> _THE EXERCISE_
Can you scale the rows from the start through the line with "[181,160,210,176]", both ends included, giving every line again and multiplying each bounding box coordinate by 1.45, rounded to whole numbers with halves going up? Keep all other numbers unchanged and leave the pictures out.

> _ROWS_
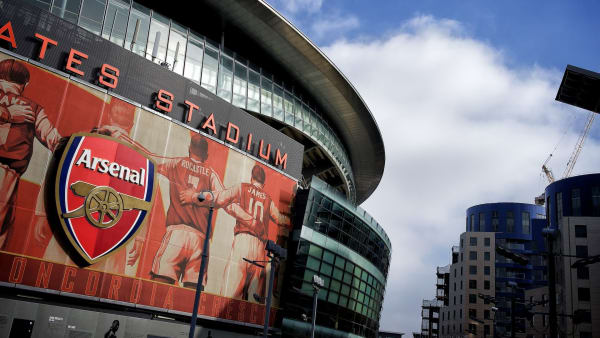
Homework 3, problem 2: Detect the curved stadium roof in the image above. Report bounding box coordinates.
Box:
[145,0,385,204]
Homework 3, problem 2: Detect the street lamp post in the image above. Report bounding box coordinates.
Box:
[310,275,325,338]
[263,240,287,338]
[542,227,558,338]
[189,191,215,338]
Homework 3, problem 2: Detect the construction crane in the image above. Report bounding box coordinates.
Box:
[535,112,597,205]
[563,112,596,178]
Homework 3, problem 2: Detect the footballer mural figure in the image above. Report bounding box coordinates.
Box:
[215,164,290,302]
[150,133,223,288]
[0,59,61,249]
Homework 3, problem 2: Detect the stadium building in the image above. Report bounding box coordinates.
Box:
[0,0,391,337]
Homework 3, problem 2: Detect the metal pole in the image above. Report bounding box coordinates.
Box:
[310,287,319,338]
[547,235,558,338]
[189,201,215,338]
[262,256,279,338]
[510,298,517,338]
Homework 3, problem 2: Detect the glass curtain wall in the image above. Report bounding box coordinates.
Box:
[79,0,106,35]
[146,13,170,64]
[167,22,187,75]
[125,2,150,56]
[183,32,204,84]
[51,0,81,24]
[102,0,129,47]
[217,53,233,102]
[36,0,354,198]
[201,44,219,94]
[260,76,276,118]
[233,60,248,108]
[248,69,260,113]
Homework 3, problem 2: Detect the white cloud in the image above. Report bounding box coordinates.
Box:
[323,16,600,335]
[311,14,360,40]
[269,0,323,14]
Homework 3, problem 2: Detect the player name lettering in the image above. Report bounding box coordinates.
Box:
[75,149,146,187]
[248,187,267,200]
[0,95,28,106]
[181,160,210,176]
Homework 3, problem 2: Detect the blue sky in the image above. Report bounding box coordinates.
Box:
[269,0,600,334]
[269,0,600,70]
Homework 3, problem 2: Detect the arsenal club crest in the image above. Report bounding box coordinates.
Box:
[56,134,155,264]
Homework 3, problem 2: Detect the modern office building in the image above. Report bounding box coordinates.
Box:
[545,174,600,337]
[440,203,546,337]
[0,0,391,337]
[420,299,444,338]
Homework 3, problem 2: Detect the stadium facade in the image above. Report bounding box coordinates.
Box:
[0,0,391,337]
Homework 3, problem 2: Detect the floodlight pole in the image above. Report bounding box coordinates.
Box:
[189,191,215,338]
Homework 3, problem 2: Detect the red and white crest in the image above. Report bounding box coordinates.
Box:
[56,134,155,264]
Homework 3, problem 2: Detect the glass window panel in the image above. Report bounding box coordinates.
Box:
[248,70,260,113]
[146,12,169,64]
[260,76,273,116]
[333,268,344,280]
[125,2,150,56]
[304,270,315,283]
[217,55,233,102]
[321,263,333,276]
[167,22,187,75]
[344,272,352,284]
[323,251,335,264]
[25,0,52,11]
[335,256,346,269]
[102,0,128,47]
[319,290,327,300]
[201,46,219,94]
[338,296,348,306]
[306,257,321,271]
[233,61,248,108]
[294,97,302,130]
[273,85,283,120]
[302,105,311,135]
[284,90,294,126]
[308,245,323,259]
[79,0,106,35]
[327,292,339,304]
[329,280,342,292]
[183,32,204,84]
[52,0,81,24]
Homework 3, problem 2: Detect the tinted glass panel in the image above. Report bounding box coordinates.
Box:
[201,46,219,94]
[79,0,106,35]
[51,0,81,24]
[167,22,187,75]
[102,0,127,46]
[125,2,150,56]
[146,12,169,64]
[183,33,204,83]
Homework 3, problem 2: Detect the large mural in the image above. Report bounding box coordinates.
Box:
[0,54,296,324]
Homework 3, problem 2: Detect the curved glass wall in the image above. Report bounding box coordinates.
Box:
[25,0,356,201]
[283,178,391,337]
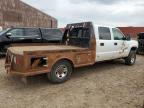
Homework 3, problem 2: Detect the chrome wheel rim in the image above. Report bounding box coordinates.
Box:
[131,55,135,63]
[55,65,68,79]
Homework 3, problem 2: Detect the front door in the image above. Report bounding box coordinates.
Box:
[96,27,114,61]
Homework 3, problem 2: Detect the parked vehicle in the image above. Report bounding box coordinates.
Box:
[5,22,138,83]
[0,27,63,54]
[137,33,144,54]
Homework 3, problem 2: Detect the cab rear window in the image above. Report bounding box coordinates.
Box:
[98,27,111,40]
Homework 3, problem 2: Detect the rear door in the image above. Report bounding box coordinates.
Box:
[112,28,128,58]
[96,27,114,61]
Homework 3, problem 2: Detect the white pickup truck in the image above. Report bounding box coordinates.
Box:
[5,22,138,83]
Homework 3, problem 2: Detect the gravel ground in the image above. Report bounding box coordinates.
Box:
[0,55,144,108]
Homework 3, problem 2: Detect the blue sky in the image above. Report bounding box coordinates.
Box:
[22,0,144,27]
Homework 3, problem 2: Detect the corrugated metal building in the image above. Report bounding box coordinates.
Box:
[118,27,144,38]
[0,0,57,28]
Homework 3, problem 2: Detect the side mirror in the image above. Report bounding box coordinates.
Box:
[123,34,131,41]
[126,35,131,41]
[6,33,12,38]
[126,34,131,41]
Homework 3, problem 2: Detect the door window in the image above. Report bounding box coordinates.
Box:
[112,28,124,40]
[9,29,23,37]
[24,28,40,38]
[98,27,111,40]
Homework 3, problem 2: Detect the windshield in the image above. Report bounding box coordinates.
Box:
[0,28,10,35]
[138,33,144,39]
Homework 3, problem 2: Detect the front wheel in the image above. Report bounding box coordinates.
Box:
[48,60,73,83]
[125,50,136,65]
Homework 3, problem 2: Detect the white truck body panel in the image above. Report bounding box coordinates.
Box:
[94,25,138,62]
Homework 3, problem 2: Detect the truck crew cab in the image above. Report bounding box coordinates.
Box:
[5,22,138,83]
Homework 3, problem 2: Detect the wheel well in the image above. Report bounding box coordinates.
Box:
[131,47,137,51]
[56,58,74,69]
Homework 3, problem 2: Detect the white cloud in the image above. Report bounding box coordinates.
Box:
[23,0,144,27]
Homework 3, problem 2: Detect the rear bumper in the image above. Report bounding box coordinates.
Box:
[137,47,144,52]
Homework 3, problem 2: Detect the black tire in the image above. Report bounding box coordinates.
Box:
[48,60,73,83]
[125,50,136,65]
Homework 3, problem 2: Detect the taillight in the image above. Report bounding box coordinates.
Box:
[13,56,22,64]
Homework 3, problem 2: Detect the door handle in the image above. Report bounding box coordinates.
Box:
[114,43,117,45]
[100,43,104,46]
[36,38,41,39]
[19,38,25,40]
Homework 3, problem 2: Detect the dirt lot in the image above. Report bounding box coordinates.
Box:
[0,56,144,108]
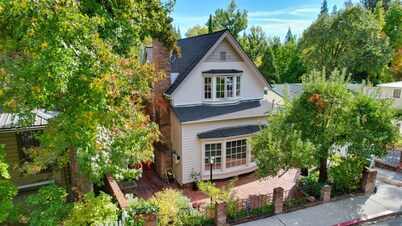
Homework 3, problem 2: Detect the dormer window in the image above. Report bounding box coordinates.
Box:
[221,51,226,61]
[203,69,242,101]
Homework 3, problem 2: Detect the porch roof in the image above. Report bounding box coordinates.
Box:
[197,125,264,139]
[171,100,272,123]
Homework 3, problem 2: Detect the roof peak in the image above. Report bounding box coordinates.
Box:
[177,28,229,41]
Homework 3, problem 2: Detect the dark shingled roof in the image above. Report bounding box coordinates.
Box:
[202,69,243,74]
[165,29,227,95]
[0,107,59,131]
[171,100,272,122]
[197,125,263,139]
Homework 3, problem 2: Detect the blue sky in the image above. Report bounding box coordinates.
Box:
[171,0,356,39]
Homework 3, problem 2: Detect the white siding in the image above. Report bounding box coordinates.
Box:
[170,112,183,181]
[178,117,267,184]
[171,62,264,106]
[205,39,243,62]
[380,87,402,109]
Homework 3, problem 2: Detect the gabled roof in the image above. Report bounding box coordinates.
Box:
[197,125,264,139]
[0,108,59,131]
[165,29,227,95]
[171,100,276,123]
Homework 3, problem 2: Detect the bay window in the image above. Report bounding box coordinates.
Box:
[203,138,251,173]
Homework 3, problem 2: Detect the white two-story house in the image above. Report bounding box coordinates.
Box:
[148,30,280,185]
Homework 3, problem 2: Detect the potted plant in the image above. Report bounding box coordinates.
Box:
[127,198,158,225]
[190,169,201,191]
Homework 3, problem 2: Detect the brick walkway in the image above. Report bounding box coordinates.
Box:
[136,168,299,202]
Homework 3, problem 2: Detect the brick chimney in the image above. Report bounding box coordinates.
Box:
[152,40,173,178]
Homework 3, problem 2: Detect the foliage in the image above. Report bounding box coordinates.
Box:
[185,25,208,38]
[65,192,120,226]
[328,155,364,194]
[383,1,402,80]
[239,26,267,66]
[251,70,400,183]
[0,144,17,223]
[0,0,178,191]
[127,198,158,215]
[299,171,326,199]
[250,112,314,177]
[152,188,190,225]
[212,0,248,39]
[10,184,72,226]
[178,209,215,226]
[198,177,238,203]
[259,36,306,83]
[300,5,392,83]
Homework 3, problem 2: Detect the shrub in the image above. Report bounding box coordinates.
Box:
[178,209,215,226]
[65,192,120,225]
[299,171,325,199]
[11,184,71,225]
[0,144,17,223]
[152,188,190,225]
[328,155,364,195]
[0,179,17,223]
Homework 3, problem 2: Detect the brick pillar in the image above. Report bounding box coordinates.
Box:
[152,40,173,178]
[272,187,285,214]
[215,200,226,226]
[320,185,332,203]
[362,169,377,194]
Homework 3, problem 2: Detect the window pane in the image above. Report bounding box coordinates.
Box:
[226,77,233,97]
[236,76,240,97]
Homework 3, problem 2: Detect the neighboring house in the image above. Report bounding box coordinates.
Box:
[377,81,402,109]
[0,108,66,189]
[144,30,281,185]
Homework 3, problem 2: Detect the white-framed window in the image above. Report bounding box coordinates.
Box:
[203,137,252,174]
[204,143,222,170]
[204,74,241,101]
[392,89,401,98]
[204,77,212,99]
[236,76,240,97]
[226,139,247,168]
[220,51,226,61]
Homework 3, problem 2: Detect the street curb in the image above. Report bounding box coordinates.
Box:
[333,210,399,226]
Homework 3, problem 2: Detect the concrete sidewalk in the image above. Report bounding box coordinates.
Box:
[242,169,402,226]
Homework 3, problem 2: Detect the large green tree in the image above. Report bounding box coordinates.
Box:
[259,36,306,83]
[239,26,268,66]
[0,0,175,196]
[251,70,399,183]
[300,5,392,83]
[213,0,248,38]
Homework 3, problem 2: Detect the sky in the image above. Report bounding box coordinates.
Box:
[171,0,356,40]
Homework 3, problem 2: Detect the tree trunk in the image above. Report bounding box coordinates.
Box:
[70,148,93,201]
[318,157,328,183]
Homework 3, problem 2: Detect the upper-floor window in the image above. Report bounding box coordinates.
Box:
[392,89,401,98]
[220,51,226,61]
[204,74,241,100]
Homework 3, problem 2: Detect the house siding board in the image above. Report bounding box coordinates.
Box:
[182,117,267,184]
[171,62,264,106]
[205,39,243,62]
[170,111,183,184]
[0,132,61,186]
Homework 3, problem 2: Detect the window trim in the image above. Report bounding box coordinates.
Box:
[392,89,401,99]
[202,73,243,103]
[201,134,256,177]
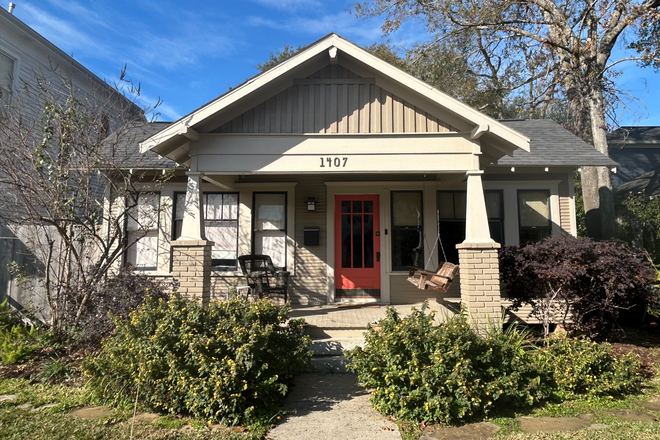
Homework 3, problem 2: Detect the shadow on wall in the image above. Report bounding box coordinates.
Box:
[0,225,49,318]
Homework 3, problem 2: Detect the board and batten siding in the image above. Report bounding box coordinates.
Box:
[215,65,456,134]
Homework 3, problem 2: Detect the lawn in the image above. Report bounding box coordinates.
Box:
[0,379,265,440]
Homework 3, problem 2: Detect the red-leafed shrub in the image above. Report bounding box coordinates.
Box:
[500,236,657,339]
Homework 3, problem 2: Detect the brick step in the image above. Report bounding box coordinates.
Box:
[311,356,349,374]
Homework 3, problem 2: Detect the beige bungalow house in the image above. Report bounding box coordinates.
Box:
[134,34,615,324]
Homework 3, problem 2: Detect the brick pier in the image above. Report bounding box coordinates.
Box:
[172,240,213,304]
[456,243,502,334]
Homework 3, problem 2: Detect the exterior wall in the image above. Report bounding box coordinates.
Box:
[143,168,572,306]
[0,9,134,128]
[216,65,456,133]
[483,168,577,245]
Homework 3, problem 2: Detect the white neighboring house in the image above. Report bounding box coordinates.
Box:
[0,5,144,309]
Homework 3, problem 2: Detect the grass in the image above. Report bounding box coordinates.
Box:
[488,379,660,440]
[0,379,266,440]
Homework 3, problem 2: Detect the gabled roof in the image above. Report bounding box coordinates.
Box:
[497,119,616,167]
[102,122,177,170]
[140,33,529,158]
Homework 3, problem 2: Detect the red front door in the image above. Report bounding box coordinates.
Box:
[335,194,380,299]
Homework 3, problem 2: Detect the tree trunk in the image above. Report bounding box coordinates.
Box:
[582,89,615,239]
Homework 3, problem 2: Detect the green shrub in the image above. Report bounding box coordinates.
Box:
[347,305,548,423]
[85,295,311,425]
[0,325,41,364]
[537,336,642,399]
[61,265,177,348]
[0,299,21,331]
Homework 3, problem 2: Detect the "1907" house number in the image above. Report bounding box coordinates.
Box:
[319,157,348,168]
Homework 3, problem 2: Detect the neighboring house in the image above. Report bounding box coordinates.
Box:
[607,126,660,187]
[0,3,144,307]
[127,34,615,319]
[607,126,660,195]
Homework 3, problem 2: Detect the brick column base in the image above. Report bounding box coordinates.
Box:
[172,240,213,304]
[456,243,502,334]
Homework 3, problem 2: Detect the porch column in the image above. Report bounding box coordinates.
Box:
[456,171,502,334]
[172,172,213,304]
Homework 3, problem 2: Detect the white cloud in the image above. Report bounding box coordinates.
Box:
[20,3,107,54]
[250,0,321,9]
[246,12,382,44]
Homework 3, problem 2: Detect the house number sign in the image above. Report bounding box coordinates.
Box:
[319,157,348,168]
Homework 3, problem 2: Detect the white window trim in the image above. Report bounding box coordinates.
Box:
[0,45,21,105]
[483,180,561,246]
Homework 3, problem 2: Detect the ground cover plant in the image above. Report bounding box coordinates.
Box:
[500,235,658,339]
[0,379,264,440]
[347,306,642,424]
[85,295,311,425]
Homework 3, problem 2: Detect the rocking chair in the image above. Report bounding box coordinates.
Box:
[238,255,289,302]
[408,262,458,293]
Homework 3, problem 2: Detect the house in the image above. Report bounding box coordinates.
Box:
[607,126,660,195]
[127,34,614,319]
[0,6,145,316]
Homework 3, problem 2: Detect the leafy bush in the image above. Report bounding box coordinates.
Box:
[0,324,41,364]
[537,336,642,400]
[0,299,21,331]
[500,235,657,338]
[63,266,175,345]
[85,295,311,425]
[347,305,548,423]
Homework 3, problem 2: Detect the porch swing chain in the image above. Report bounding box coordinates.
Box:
[422,181,447,270]
[424,209,447,270]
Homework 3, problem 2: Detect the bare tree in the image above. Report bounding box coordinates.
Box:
[355,0,660,238]
[0,67,169,335]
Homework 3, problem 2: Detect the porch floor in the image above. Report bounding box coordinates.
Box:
[289,301,458,330]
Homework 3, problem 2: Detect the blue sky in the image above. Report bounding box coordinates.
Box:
[13,0,660,125]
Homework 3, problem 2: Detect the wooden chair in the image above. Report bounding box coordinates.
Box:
[408,262,458,293]
[238,255,289,302]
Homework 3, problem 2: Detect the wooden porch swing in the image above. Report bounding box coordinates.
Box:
[408,211,458,293]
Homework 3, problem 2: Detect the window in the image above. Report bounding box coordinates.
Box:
[438,190,504,264]
[391,191,424,270]
[0,53,14,105]
[174,193,238,267]
[518,190,552,244]
[252,192,287,269]
[126,192,160,270]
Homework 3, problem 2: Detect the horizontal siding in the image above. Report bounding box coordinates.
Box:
[558,179,573,235]
[291,176,328,305]
[216,66,456,134]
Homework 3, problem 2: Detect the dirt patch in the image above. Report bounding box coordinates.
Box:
[419,422,500,440]
[605,409,658,422]
[0,347,95,385]
[69,406,112,420]
[518,417,591,432]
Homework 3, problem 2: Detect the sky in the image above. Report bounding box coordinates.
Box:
[9,0,660,125]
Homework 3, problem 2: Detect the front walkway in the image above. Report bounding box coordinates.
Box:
[289,301,458,330]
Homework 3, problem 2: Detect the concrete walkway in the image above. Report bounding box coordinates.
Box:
[289,301,458,330]
[268,373,401,440]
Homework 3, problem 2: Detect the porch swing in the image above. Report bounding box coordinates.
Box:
[408,210,458,293]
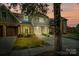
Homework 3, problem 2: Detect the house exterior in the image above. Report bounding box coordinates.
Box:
[61,17,67,33]
[49,17,67,34]
[0,4,19,37]
[18,15,33,36]
[31,13,49,36]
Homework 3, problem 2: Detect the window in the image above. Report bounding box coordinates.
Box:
[39,18,44,23]
[2,12,6,20]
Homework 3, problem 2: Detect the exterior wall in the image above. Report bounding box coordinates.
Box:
[6,26,18,36]
[32,16,49,35]
[0,26,3,37]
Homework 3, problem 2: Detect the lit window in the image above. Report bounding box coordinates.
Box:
[2,12,6,19]
[39,18,44,22]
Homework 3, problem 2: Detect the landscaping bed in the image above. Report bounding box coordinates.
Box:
[13,36,48,49]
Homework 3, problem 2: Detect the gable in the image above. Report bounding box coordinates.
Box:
[0,5,19,24]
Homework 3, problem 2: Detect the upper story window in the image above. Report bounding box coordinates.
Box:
[39,17,45,23]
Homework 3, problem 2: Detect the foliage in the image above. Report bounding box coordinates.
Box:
[14,36,46,49]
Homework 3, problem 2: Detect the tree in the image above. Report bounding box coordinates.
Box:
[54,3,62,51]
[11,3,48,15]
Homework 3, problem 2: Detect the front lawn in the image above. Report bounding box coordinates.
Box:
[14,36,47,49]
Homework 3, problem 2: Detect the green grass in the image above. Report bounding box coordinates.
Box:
[14,36,46,49]
[64,33,79,40]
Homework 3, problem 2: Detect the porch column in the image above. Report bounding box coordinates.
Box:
[3,25,6,37]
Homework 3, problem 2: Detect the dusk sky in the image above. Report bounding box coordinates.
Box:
[47,3,79,26]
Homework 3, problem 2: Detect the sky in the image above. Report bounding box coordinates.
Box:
[47,3,79,27]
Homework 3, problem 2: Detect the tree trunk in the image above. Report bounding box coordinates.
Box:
[54,3,62,52]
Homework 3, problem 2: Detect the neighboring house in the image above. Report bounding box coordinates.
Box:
[31,13,49,35]
[0,4,19,37]
[49,17,67,34]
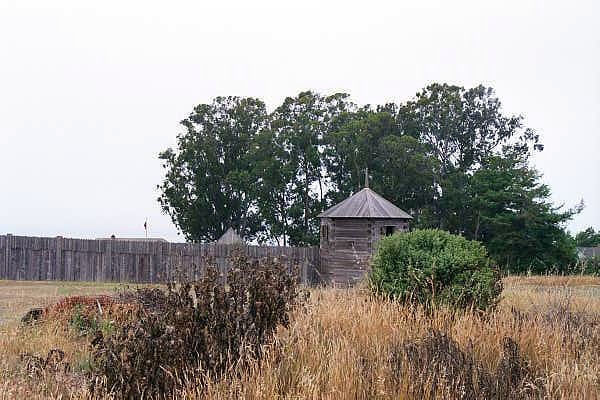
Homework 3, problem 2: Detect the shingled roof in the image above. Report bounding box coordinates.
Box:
[318,187,412,219]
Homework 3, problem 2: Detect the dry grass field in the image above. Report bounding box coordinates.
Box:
[0,276,600,399]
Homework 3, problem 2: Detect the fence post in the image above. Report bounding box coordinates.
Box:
[54,236,67,281]
[102,239,112,282]
[4,233,12,279]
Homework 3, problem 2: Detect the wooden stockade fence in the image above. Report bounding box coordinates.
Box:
[0,234,319,284]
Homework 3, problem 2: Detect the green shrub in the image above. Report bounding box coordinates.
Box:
[369,229,502,309]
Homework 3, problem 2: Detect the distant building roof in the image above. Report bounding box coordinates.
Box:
[96,237,168,242]
[217,228,246,244]
[577,247,600,258]
[318,187,412,219]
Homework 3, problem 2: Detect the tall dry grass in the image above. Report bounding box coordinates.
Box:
[0,277,600,399]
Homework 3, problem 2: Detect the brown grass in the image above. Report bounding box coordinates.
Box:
[0,277,600,399]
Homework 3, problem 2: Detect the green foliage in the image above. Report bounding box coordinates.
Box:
[573,256,600,276]
[575,226,600,247]
[369,229,502,309]
[92,250,298,398]
[464,155,579,273]
[158,97,267,241]
[159,83,580,272]
[254,91,352,245]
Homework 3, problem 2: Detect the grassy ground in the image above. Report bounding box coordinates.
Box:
[0,276,600,399]
[0,280,122,324]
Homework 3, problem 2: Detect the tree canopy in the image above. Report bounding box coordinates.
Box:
[159,83,580,271]
[575,226,600,247]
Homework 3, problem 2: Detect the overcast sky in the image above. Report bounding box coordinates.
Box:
[0,0,600,241]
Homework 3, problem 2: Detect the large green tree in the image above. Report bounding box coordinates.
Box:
[575,226,600,247]
[464,154,580,273]
[158,97,267,241]
[261,91,353,245]
[398,83,543,233]
[324,105,437,223]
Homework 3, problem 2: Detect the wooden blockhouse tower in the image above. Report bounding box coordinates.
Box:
[319,188,412,285]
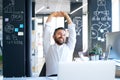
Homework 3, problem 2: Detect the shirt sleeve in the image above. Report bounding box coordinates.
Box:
[67,23,76,51]
[43,22,51,57]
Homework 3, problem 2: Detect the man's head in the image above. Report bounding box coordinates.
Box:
[53,27,66,45]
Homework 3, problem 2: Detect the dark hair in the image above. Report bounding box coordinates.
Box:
[53,27,65,35]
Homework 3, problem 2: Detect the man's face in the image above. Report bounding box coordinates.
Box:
[53,29,66,45]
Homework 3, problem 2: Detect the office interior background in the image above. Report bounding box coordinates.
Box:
[0,0,120,76]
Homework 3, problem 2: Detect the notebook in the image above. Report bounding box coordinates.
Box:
[58,60,115,80]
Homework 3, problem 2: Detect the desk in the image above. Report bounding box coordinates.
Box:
[3,77,57,80]
[3,77,120,80]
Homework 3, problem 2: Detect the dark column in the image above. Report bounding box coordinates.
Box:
[26,0,32,77]
[3,0,32,77]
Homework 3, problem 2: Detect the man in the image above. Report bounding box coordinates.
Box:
[43,12,76,76]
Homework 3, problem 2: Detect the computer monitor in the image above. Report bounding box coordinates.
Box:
[105,31,120,60]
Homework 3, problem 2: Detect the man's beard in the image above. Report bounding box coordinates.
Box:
[54,37,65,45]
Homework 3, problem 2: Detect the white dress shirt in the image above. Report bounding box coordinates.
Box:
[43,23,76,76]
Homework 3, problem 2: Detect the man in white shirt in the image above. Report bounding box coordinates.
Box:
[43,12,76,76]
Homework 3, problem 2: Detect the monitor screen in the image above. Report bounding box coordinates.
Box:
[105,31,120,59]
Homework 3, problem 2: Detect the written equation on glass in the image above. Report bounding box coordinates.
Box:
[91,0,112,42]
[3,0,24,45]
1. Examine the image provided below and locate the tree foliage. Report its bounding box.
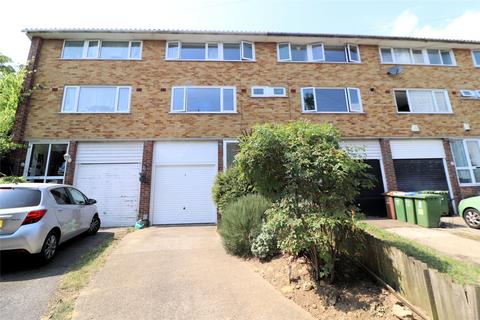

> _SOLUTION FOR THIS EXERCISE_
Homework 3, problem 2: Detect the curved stadium roof in the image above. Report bounding box coordinates.
Box:
[210,0,558,296]
Homework 3, problem 2: Detect the street lamp post in the image above. Report bounding box coordinates.
Box:
[450,399,471,490]
[381,348,416,490]
[786,329,809,490]
[274,277,312,490]
Homework 3, problem 2: Detect the construction crane in the image above. Report bounding box coordinates.
Box:
[776,162,866,297]
[816,162,864,258]
Homework 3, problem 2: Detect the footballer mural figure in the image above. Report bounding box coordinates.
Box:
[312,238,421,438]
[218,193,323,418]
[0,86,88,361]
Homework 3, problem 2: Detect the stadium building in the image above. Report bounding box coordinates.
Box:
[0,0,567,489]
Homework 3, problem 2: Detect the metal pole in the image above. Report bounding box coordinates.
Box:
[450,416,463,490]
[793,341,809,490]
[274,291,312,490]
[380,371,405,490]
[740,432,750,490]
Homework 3, problem 2: Detect the glass curtain wall in the image above. Report bounding box coordinates.
Box:
[115,0,154,51]
[212,19,247,93]
[242,32,271,109]
[181,3,218,81]
[265,46,296,122]
[74,0,117,35]
[148,0,187,68]
[315,77,338,148]
[52,0,513,287]
[291,64,318,136]
[377,110,400,171]
[338,87,360,157]
[360,100,377,164]
Homework 3, problem 2: Detect the white cloud in the image above. Report bounding box coordinates.
Box:
[468,23,870,486]
[451,20,522,58]
[390,0,468,20]
Homework 3, problem 2: Detect the player name lettering in the image above. Report bounding box coordinates.
Box:
[109,216,212,271]
[360,271,387,290]
[0,138,41,154]
[262,232,305,255]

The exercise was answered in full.